Starting from the line containing "segment green sprout", write out every remaining line exactly, the last one included.

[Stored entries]

────────────────────

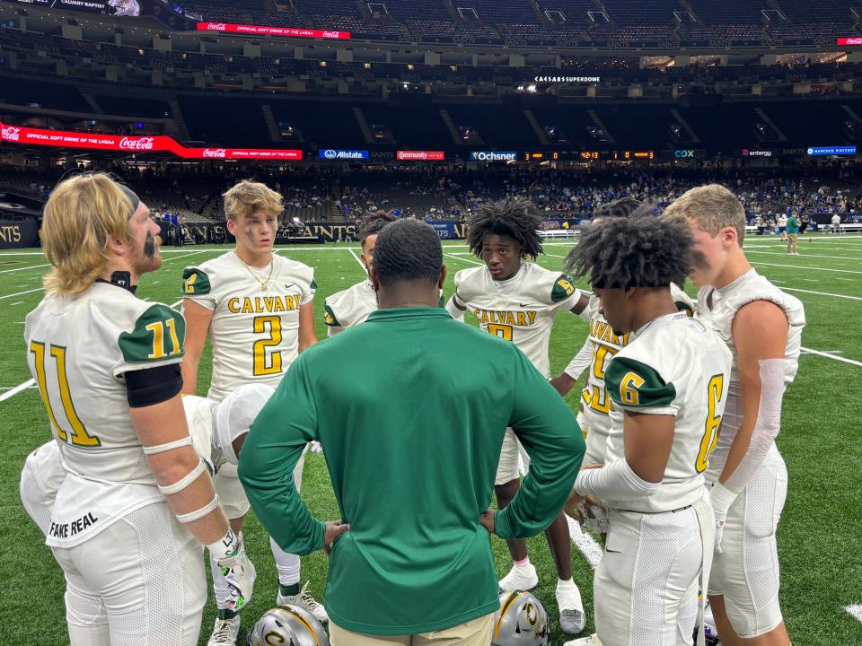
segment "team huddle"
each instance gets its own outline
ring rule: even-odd
[[[273,593],[250,646],[548,644],[524,538],[544,531],[559,625],[577,635],[587,612],[567,517],[604,546],[596,633],[567,646],[691,644],[716,632],[725,646],[790,643],[776,546],[787,474],[775,439],[805,318],[746,260],[733,193],[695,188],[660,216],[630,198],[604,205],[558,272],[535,262],[531,205],[488,202],[468,221],[482,263],[454,275],[447,301],[433,230],[372,217],[359,231],[368,277],[326,298],[319,345],[314,271],[273,253],[281,202],[257,182],[224,194],[235,249],[186,267],[180,313],[135,293],[162,259],[158,226],[131,189],[96,173],[51,194],[43,246],[54,268],[24,336],[53,439],[28,457],[21,495],[64,572],[73,646],[197,644],[202,546],[217,607],[208,646],[236,643],[242,610]],[[575,287],[581,277],[592,293]],[[589,332],[551,378],[550,332],[566,310]],[[468,317],[480,331],[462,325]],[[389,342],[369,363],[365,349]],[[465,369],[438,383],[446,353]],[[371,408],[378,396],[363,390],[362,371],[390,364],[403,401]],[[585,371],[572,411],[562,396]],[[446,410],[427,408],[423,389]],[[449,403],[452,391],[464,401]],[[341,520],[316,520],[298,496],[309,450],[326,458]],[[411,451],[418,463],[398,459]],[[427,491],[412,492],[414,478]],[[277,590],[254,587],[250,511],[270,533]],[[512,557],[499,579],[488,533]],[[300,569],[321,548],[322,603]]]

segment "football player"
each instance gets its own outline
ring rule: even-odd
[[[606,219],[629,217],[641,207],[638,200],[623,197],[596,209],[591,226],[600,225]],[[690,316],[694,313],[694,302],[675,284],[671,284],[671,294],[681,311],[685,311]],[[584,347],[550,383],[560,395],[566,395],[572,389],[581,372],[589,366],[586,383],[581,391],[584,416],[584,425],[581,428],[586,430],[586,455],[584,457],[584,464],[602,464],[604,462],[605,445],[611,432],[611,400],[604,387],[604,371],[611,358],[629,343],[629,335],[613,333],[599,311],[597,296],[594,295],[590,299],[585,313],[589,316],[590,333]]]
[[[743,251],[745,212],[731,191],[692,188],[666,214],[691,227],[698,317],[734,354],[726,414],[706,473],[717,520],[709,605],[726,646],[789,644],[775,538],[787,470],[775,438],[784,389],[798,369],[805,310],[752,268]]]
[[[389,214],[375,214],[365,220],[359,230],[359,242],[362,253],[359,258],[370,272],[374,262],[374,243],[377,234],[389,223],[395,220]],[[351,326],[359,325],[368,315],[377,309],[377,292],[369,278],[346,290],[328,296],[323,301],[323,322],[326,323],[326,336],[334,336]]]
[[[46,543],[66,575],[73,646],[197,644],[200,544],[225,568],[228,605],[251,596],[253,568],[182,414],[185,323],[135,295],[162,265],[158,232],[138,196],[102,173],[61,182],[45,205],[54,268],[24,337],[66,472]]]
[[[594,585],[598,639],[567,646],[691,642],[714,533],[703,471],[731,354],[671,295],[671,284],[685,280],[690,248],[686,225],[636,214],[591,227],[568,258],[567,268],[589,274],[600,313],[629,343],[605,371],[611,428],[604,463],[581,468],[567,504],[574,516],[592,495],[610,510]]]
[[[209,336],[213,349],[212,382],[207,397],[221,401],[243,384],[278,385],[299,353],[317,343],[312,299],[314,270],[273,253],[281,196],[264,184],[241,181],[224,194],[227,230],[236,238],[233,250],[186,267],[182,275],[183,314],[187,321],[183,392],[193,395],[198,366]],[[303,460],[296,467],[302,484]],[[233,465],[215,476],[235,532],[240,532],[249,502]],[[326,611],[300,589],[300,560],[270,540],[278,570],[277,605],[303,606],[321,621]],[[226,605],[227,586],[213,568],[218,615],[208,646],[233,644],[240,619]]]
[[[547,378],[554,317],[567,310],[580,314],[589,299],[575,289],[567,275],[528,260],[535,260],[542,253],[537,231],[541,222],[530,202],[523,199],[487,202],[476,209],[467,221],[467,244],[485,264],[455,275],[455,293],[446,309],[460,320],[469,310],[483,330],[512,341]],[[520,486],[521,456],[515,432],[508,429],[495,483],[500,509],[511,502]],[[584,630],[586,617],[580,590],[572,579],[571,539],[563,513],[545,531],[545,537],[557,565],[560,627],[576,634]],[[511,592],[535,588],[539,577],[530,563],[525,541],[506,542],[513,567],[500,581],[500,589]]]

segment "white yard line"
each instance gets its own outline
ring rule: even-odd
[[[862,622],[862,604],[845,606],[844,609],[858,622]]]
[[[27,380],[22,384],[18,384],[13,388],[10,388],[9,390],[6,390],[6,392],[4,392],[3,395],[0,395],[0,401],[5,401],[10,397],[13,397],[22,390],[26,390],[29,388],[35,388],[35,387],[36,387],[36,380],[33,380],[33,379]]]
[[[25,293],[32,293],[33,292],[41,292],[42,289],[42,287],[37,287],[34,290],[27,290],[26,292],[18,292],[13,294],[6,294],[5,296],[0,296],[0,301],[3,301],[3,299],[13,298],[13,296],[22,296]]]
[[[746,249],[746,250],[745,250],[745,253],[746,253],[746,254],[749,254],[749,253],[751,253],[751,254],[757,254],[758,256],[762,256],[762,255],[769,255],[769,256],[787,256],[787,253],[782,253],[781,251],[749,251],[748,249]],[[799,258],[802,258],[802,257],[805,257],[805,258],[828,258],[828,259],[830,259],[830,260],[860,260],[860,261],[862,261],[862,257],[851,258],[851,257],[849,257],[849,256],[818,256],[818,255],[816,255],[816,254],[808,254],[808,253],[805,253],[805,252],[799,254]]]
[[[828,269],[827,267],[813,267],[813,266],[805,266],[802,265],[779,265],[777,263],[761,263],[761,262],[752,262],[752,265],[757,266],[780,266],[787,267],[787,269],[808,269],[814,271],[831,271],[838,272],[840,274],[862,274],[862,271],[854,271],[853,269]]]
[[[31,265],[30,266],[18,267],[17,269],[4,269],[3,271],[0,271],[0,274],[12,274],[13,271],[27,271],[28,269],[39,269],[40,267],[43,266],[50,266],[50,265]]]
[[[221,249],[200,249],[199,251],[191,251],[189,253],[182,254],[181,256],[174,256],[171,258],[165,258],[163,262],[171,262],[172,260],[179,260],[181,258],[186,258],[187,256],[195,256],[199,253],[207,253],[207,251],[220,251]]]
[[[827,359],[834,359],[835,361],[840,361],[841,363],[849,363],[850,365],[859,366],[862,368],[862,362],[854,361],[853,359],[847,359],[845,357],[840,357],[837,354],[832,354],[831,353],[824,353],[820,350],[812,350],[811,348],[803,347],[800,348],[802,352],[805,354],[816,354],[817,356],[826,357]]]
[[[485,266],[485,263],[480,263],[480,262],[479,262],[478,260],[470,260],[470,259],[468,259],[468,258],[461,258],[461,257],[459,257],[459,256],[455,256],[454,254],[447,254],[447,253],[444,252],[443,255],[444,255],[444,256],[448,256],[449,258],[453,258],[455,260],[461,260],[462,262],[469,262],[471,265],[479,265],[479,266]]]
[[[781,281],[772,281],[773,283],[780,283]],[[802,293],[813,293],[817,294],[818,296],[831,296],[832,298],[846,298],[849,301],[862,301],[862,298],[859,296],[848,296],[847,294],[833,294],[829,293],[828,292],[814,292],[812,290],[801,290],[797,287],[782,287],[785,292],[801,292]]]

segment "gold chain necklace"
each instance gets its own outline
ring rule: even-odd
[[[239,256],[238,253],[236,253],[236,252],[234,251],[234,252],[233,252],[233,255],[236,256],[237,259],[240,261],[240,263],[242,263],[242,266],[245,267],[245,270],[246,270],[247,272],[249,272],[249,274],[251,275],[251,277],[254,278],[254,280],[256,280],[256,281],[258,282],[258,284],[260,285],[260,291],[261,291],[261,292],[268,292],[268,291],[269,291],[269,281],[272,279],[272,270],[273,270],[273,268],[275,268],[275,266],[276,266],[275,259],[270,259],[270,260],[269,260],[269,274],[267,275],[267,279],[266,279],[266,280],[261,280],[261,279],[260,279],[260,276],[259,276],[257,274],[255,274],[255,273],[251,270],[251,267],[249,266],[245,263],[245,260],[243,260],[242,258],[240,258],[240,256]]]

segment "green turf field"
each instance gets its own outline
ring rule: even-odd
[[[454,272],[478,261],[465,247],[454,241],[444,244],[450,268],[448,298]],[[569,245],[549,243],[547,254],[539,262],[559,268]],[[862,403],[856,380],[862,374],[862,344],[855,328],[862,320],[862,236],[803,236],[799,249],[800,256],[787,256],[774,237],[751,237],[746,244],[749,258],[758,271],[800,298],[808,319],[803,336],[805,352],[799,375],[785,397],[783,431],[778,440],[790,476],[778,532],[782,606],[795,644],[860,644],[862,607],[849,610],[846,607],[862,604],[862,506],[858,502],[862,442],[857,425]],[[138,295],[177,304],[183,267],[225,250],[201,247],[163,249],[164,265],[158,272],[144,276]],[[278,253],[316,269],[317,333],[320,338],[326,338],[323,298],[363,279],[358,246],[285,248]],[[0,643],[10,646],[68,643],[59,566],[18,498],[24,458],[50,438],[38,391],[29,383],[22,336],[24,317],[42,297],[41,278],[47,269],[38,250],[0,251],[0,326],[5,330],[4,343],[0,345],[0,484],[7,492],[0,502],[0,543],[5,546],[0,558],[0,581],[6,595],[6,601],[0,604]],[[691,285],[688,291],[695,293]],[[585,334],[586,325],[576,317],[567,312],[558,317],[550,339],[553,374],[580,349]],[[207,353],[201,362],[198,392],[206,392],[208,387],[209,362]],[[568,397],[573,406],[577,392],[575,388]],[[381,413],[385,413],[383,406]],[[321,456],[308,455],[303,484],[303,497],[312,513],[323,519],[336,519],[338,510]],[[243,613],[242,640],[245,629],[275,602],[277,589],[267,537],[251,517],[246,537],[258,568],[258,582],[254,600]],[[502,576],[509,568],[508,552],[497,538],[494,548]],[[581,550],[573,547],[573,552],[575,580],[590,616],[593,569]],[[552,643],[557,646],[565,640],[557,625],[556,572],[543,537],[531,540],[530,554],[541,581],[535,593],[553,618]],[[303,559],[303,581],[309,581],[309,589],[318,599],[323,597],[326,572],[326,557],[321,553]],[[201,644],[209,635],[214,607],[212,602],[207,607]],[[591,619],[586,633],[592,628]]]

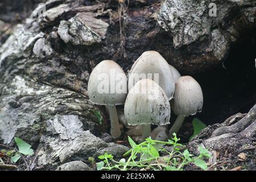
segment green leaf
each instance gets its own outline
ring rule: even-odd
[[[105,155],[100,155],[98,157],[98,158],[99,158],[100,159],[105,159]]]
[[[202,168],[204,170],[207,169],[207,163],[203,160],[199,159],[196,159],[194,160],[195,164]]]
[[[122,158],[122,159],[120,159],[120,160],[119,161],[119,163],[120,163],[120,164],[123,166],[125,164],[125,162],[126,162],[125,159]]]
[[[159,153],[158,153],[158,150],[156,150],[156,148],[150,145],[149,146],[149,150],[149,150],[149,153],[152,156],[154,156],[155,158],[159,156]]]
[[[204,148],[202,146],[199,146],[199,151],[201,155],[203,155],[207,158],[209,159],[212,156],[207,148]]]
[[[113,158],[113,156],[112,154],[109,154],[109,155],[106,155],[106,158],[108,159],[112,159]]]
[[[189,141],[191,141],[195,136],[199,134],[201,130],[207,127],[207,126],[206,126],[205,123],[204,123],[197,118],[195,118],[193,119],[192,125],[193,128],[194,129],[194,133],[193,133],[193,135],[190,136]]]
[[[183,152],[183,156],[187,160],[188,160],[189,162],[191,162],[192,160],[191,157],[193,156],[193,155],[189,154],[189,152],[187,149],[185,150]]]
[[[34,150],[32,148],[30,148],[31,147],[31,145],[18,137],[15,137],[14,140],[18,147],[19,147],[19,152],[21,154],[24,155],[34,154]]]
[[[131,146],[131,147],[135,148],[136,148],[136,147],[137,146],[137,145],[136,144],[136,143],[134,142],[134,140],[133,140],[133,139],[131,139],[131,137],[128,136],[128,140],[130,143],[130,145]]]
[[[16,154],[15,156],[11,158],[11,159],[14,163],[16,163],[19,159],[19,158],[20,158],[20,155],[19,155],[19,154]]]
[[[101,161],[99,163],[96,163],[97,170],[100,171],[101,169],[104,167],[104,162]]]

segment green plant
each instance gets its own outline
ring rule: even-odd
[[[100,125],[102,125],[103,123],[103,118],[101,112],[98,110],[93,110],[93,113],[98,122]]]
[[[207,164],[203,160],[210,155],[207,149],[200,147],[200,155],[194,156],[188,150],[182,151],[185,146],[178,143],[179,139],[176,134],[168,142],[152,139],[150,137],[144,142],[137,144],[128,136],[131,148],[126,152],[119,161],[114,159],[112,155],[105,153],[98,156],[102,161],[97,163],[98,170],[127,171],[144,168],[149,170],[181,171],[189,163],[193,163],[204,170]],[[167,150],[164,146],[171,146],[171,150]]]
[[[193,139],[193,138],[195,137],[195,136],[199,134],[203,129],[207,127],[207,126],[206,126],[205,123],[204,123],[202,121],[197,118],[195,118],[192,120],[192,125],[194,132],[193,133],[193,135],[190,136],[189,141],[191,141]]]

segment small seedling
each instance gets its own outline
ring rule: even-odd
[[[21,154],[25,155],[31,155],[34,154],[34,150],[31,148],[31,146],[30,144],[18,137],[15,137],[14,140],[19,148],[19,150],[15,152],[15,155],[11,158],[13,162],[16,163],[20,158]]]
[[[205,123],[204,123],[202,121],[197,118],[195,118],[193,119],[192,125],[194,132],[193,133],[193,135],[190,136],[189,141],[191,141],[196,135],[199,134],[203,129],[207,127],[207,126],[206,126]]]

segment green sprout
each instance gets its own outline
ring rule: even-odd
[[[98,156],[102,161],[97,163],[97,170],[129,171],[144,168],[152,171],[182,171],[183,168],[193,163],[199,168],[207,169],[207,164],[204,160],[210,157],[207,149],[199,147],[200,154],[194,156],[186,149],[182,151],[184,146],[178,142],[176,134],[167,142],[153,140],[149,137],[142,143],[137,144],[128,136],[131,148],[123,154],[124,158],[119,161],[114,159],[112,155],[107,152]],[[171,150],[163,147],[171,146]],[[125,159],[126,158],[126,159]]]

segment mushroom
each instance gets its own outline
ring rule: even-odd
[[[115,106],[123,105],[127,96],[127,77],[122,68],[112,60],[100,63],[90,73],[88,96],[95,104],[108,107],[113,138],[121,135]]]
[[[130,91],[139,80],[146,78],[156,82],[169,100],[172,98],[175,82],[171,69],[164,58],[156,51],[144,52],[134,63],[129,75],[128,90]]]
[[[176,82],[179,78],[181,77],[181,75],[180,75],[180,72],[173,66],[169,64],[170,68],[171,68],[171,70],[172,71],[172,76],[174,78],[174,82]]]
[[[185,117],[201,111],[203,96],[200,85],[189,76],[181,77],[175,83],[174,99],[171,102],[174,113],[177,115],[169,130],[171,135],[177,133]]]
[[[143,125],[142,138],[150,136],[151,124],[170,123],[170,105],[164,91],[155,81],[143,79],[128,93],[125,115],[129,125]]]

────────────────────

:: TASK RESULT ::
segment green sprout
each instance gets its own outline
ring rule: even-odd
[[[98,156],[102,161],[97,163],[97,170],[129,171],[144,168],[152,171],[182,171],[183,168],[193,163],[199,168],[207,169],[207,164],[204,160],[210,157],[207,149],[199,147],[200,154],[194,156],[186,149],[182,151],[184,146],[178,142],[176,134],[167,142],[153,140],[149,137],[142,143],[137,144],[128,136],[131,148],[123,154],[124,158],[119,161],[114,159],[112,155],[107,152]],[[171,150],[163,147],[171,146]],[[125,159],[126,158],[126,159]]]

segment mushroom
each instance gets its own outline
ring rule: even-odd
[[[115,106],[123,105],[127,96],[127,77],[122,68],[112,60],[100,63],[90,73],[88,96],[95,104],[108,107],[113,138],[121,135]]]
[[[130,91],[139,80],[146,78],[156,82],[169,100],[172,98],[175,82],[171,69],[164,58],[156,51],[144,52],[134,63],[129,75],[128,90]]]
[[[176,82],[179,78],[181,77],[181,75],[180,75],[180,72],[173,66],[169,64],[170,68],[171,68],[171,70],[172,71],[172,76],[174,78],[174,82]]]
[[[185,117],[201,111],[203,96],[200,85],[189,76],[181,77],[175,83],[174,99],[171,102],[174,113],[177,115],[169,130],[171,135],[177,133]]]
[[[143,125],[142,138],[150,136],[151,124],[170,123],[170,105],[164,91],[155,81],[143,79],[128,93],[125,115],[129,125]]]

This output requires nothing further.